Go through the entries below and print each one exactly, leaving out pictures.

* BEGIN Provided data *

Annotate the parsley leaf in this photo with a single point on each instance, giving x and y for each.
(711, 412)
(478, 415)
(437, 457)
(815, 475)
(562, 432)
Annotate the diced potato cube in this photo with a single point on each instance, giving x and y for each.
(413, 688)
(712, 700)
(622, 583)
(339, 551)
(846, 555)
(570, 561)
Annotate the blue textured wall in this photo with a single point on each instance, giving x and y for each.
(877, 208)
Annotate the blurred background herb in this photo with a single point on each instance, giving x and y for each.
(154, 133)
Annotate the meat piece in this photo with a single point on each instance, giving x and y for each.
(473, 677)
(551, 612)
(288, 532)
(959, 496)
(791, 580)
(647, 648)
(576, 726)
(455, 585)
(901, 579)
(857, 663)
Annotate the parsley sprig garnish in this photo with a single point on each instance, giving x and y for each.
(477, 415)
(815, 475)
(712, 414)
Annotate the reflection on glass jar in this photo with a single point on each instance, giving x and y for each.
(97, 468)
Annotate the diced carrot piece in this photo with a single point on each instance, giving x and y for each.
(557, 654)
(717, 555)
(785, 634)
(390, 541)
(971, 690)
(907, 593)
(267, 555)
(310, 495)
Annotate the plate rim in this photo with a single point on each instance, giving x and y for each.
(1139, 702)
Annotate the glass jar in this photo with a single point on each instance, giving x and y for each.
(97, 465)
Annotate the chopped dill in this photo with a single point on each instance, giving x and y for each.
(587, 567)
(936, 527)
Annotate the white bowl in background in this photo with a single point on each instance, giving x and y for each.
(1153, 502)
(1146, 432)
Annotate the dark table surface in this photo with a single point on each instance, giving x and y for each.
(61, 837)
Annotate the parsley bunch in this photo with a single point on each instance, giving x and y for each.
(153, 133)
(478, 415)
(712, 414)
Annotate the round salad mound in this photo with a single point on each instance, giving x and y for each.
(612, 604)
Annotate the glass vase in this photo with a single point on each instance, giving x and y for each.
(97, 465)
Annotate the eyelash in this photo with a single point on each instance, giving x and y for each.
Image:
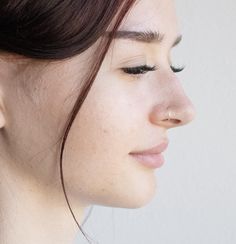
(145, 68)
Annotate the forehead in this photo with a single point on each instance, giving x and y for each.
(155, 15)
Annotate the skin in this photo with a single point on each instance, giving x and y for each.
(121, 113)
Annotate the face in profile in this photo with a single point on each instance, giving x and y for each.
(126, 110)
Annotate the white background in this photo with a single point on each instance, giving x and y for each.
(195, 202)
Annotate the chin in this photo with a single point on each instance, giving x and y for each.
(132, 200)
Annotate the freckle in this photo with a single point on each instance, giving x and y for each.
(105, 131)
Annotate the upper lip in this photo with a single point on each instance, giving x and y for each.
(154, 150)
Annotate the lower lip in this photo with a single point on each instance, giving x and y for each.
(150, 160)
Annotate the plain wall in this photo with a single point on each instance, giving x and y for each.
(195, 202)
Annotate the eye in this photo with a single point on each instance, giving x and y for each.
(139, 69)
(145, 68)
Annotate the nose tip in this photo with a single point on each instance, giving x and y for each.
(174, 116)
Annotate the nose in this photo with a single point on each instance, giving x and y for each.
(176, 110)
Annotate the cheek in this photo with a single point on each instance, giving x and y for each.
(98, 168)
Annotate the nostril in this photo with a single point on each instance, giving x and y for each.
(173, 121)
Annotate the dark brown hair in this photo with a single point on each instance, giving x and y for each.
(57, 30)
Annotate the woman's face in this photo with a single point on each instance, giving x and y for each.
(122, 113)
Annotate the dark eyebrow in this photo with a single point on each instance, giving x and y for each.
(144, 36)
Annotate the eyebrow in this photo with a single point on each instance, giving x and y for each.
(144, 36)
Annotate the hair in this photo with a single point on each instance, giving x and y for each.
(57, 30)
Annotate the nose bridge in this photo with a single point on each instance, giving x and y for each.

* END Provided data *

Output.
Annotate the parsley leaf in this photo with a single point on each instance, giving x and y for each.
(711, 412)
(478, 415)
(437, 457)
(815, 475)
(562, 432)
Annotate the diced potato cube in this photo with a single point on each instance, giving x and y for each.
(413, 688)
(712, 700)
(622, 583)
(339, 551)
(846, 555)
(570, 561)
Annotate the blue textured wall in this photo with a single point on each instance, giving x and y for each.
(877, 208)
Annotate the blurred background herb in this photo with a single point on each instance, giving x and y for each.
(154, 133)
Annotate the meat piece in this photo with a single point on each instance, giving x and y for each.
(473, 677)
(551, 612)
(288, 532)
(959, 496)
(791, 580)
(647, 648)
(576, 726)
(455, 585)
(901, 579)
(857, 663)
Annotate the parsley sprig garnish in this photo with a single point on each instance, giving x and y for each.
(477, 415)
(815, 475)
(712, 414)
Annotate the reflection on glass jar in this photo with a single point on each instance, giving x and y for each.
(97, 468)
Annotate the diced carrot piece in this photo with a single point on each instance, giving x and y for each.
(557, 654)
(717, 555)
(785, 634)
(390, 541)
(971, 690)
(907, 593)
(267, 555)
(310, 495)
Annotate the plate rim in this photo with a single point on each instance, giving x and y for each.
(1139, 702)
Annotate the glass jar in this photo with a single point on each instance, giving x and y for each.
(97, 465)
Annotate the chopped dill in this photo with a single point on each instance, giving x and y for each.
(587, 567)
(936, 527)
Annotate the white bowl in background in this photo with a single point on each instance, giving x and y for each.
(1153, 502)
(1146, 432)
Annotate the dark table surface in this photo with a single point on each instance, giving x and y for each.
(61, 837)
Annotate the parsley bunch in this photo with a single point on each instance, giving x and y for each.
(153, 133)
(478, 415)
(712, 414)
Annotate the round salad mound in this photo with a single point on each instance, giving x and y for each.
(612, 604)
Annotate the glass vase in this photo with a single point on each instance, giving x and y for each.
(97, 465)
Annotate the eyelash in this photo with a single point on each instance, giving x and y for each.
Image:
(145, 68)
Annotate the forehead in this photo with a single point on each instance, giving x and y for each.
(155, 15)
Annotate the skin in this photo with a single point on each instance, giving x and y for each.
(121, 113)
Annotate the face in profile in this photo with a single point on each instance, giving x and y for each.
(126, 110)
Annotate the white background in this photo with a single point on each instance, giving x and y for each.
(195, 202)
Annotate the chin in this photo with a single point on each instance, giving x and y for each.
(132, 200)
Annotate the freckle in this photo with a single point on each instance, giving x and y for each.
(105, 131)
Annotate the upper lip in this photo with a single point on each instance, giving x and y for each.
(154, 150)
Annotate the lower lip in this photo with a single point on each instance, giving x and y for each.
(150, 160)
Annotate the plain wall in this photo with a single point on each instance, giving x and y for each.
(195, 202)
Annotate the eye in this photo with a single point on each instance, giving x and y for each.
(139, 69)
(145, 68)
Annotate the nose tip in this photo with a single point on each instance, giving x and y for each.
(174, 116)
Annotate the nose in this photo with a single point on each instance, giving x and y for each.
(176, 110)
Annotate the cheek in this photo with a single point on each instance, giving x and y for each.
(98, 168)
Annotate the nostril in this photo with a single point on each instance, giving x and y for each.
(173, 121)
Annotate the dark brown hair in this photo with a single point on each instance, giving x and y for each.
(57, 30)
Annotate the woman's face in this photo with a single point on each instance, giving x and y for each.
(122, 113)
Annotate the dark eyebrow in this photo with a single point on each instance, giving x and y for each.
(144, 36)
Annotate the eyebrow in this photo with a single point on each instance, giving x and y for each.
(144, 36)
Annotate the hair in this photo with a single point on each instance, giving x and y for each.
(57, 30)
Annotate the nose bridge in this photo with a single point on each instance, giving x and y for each.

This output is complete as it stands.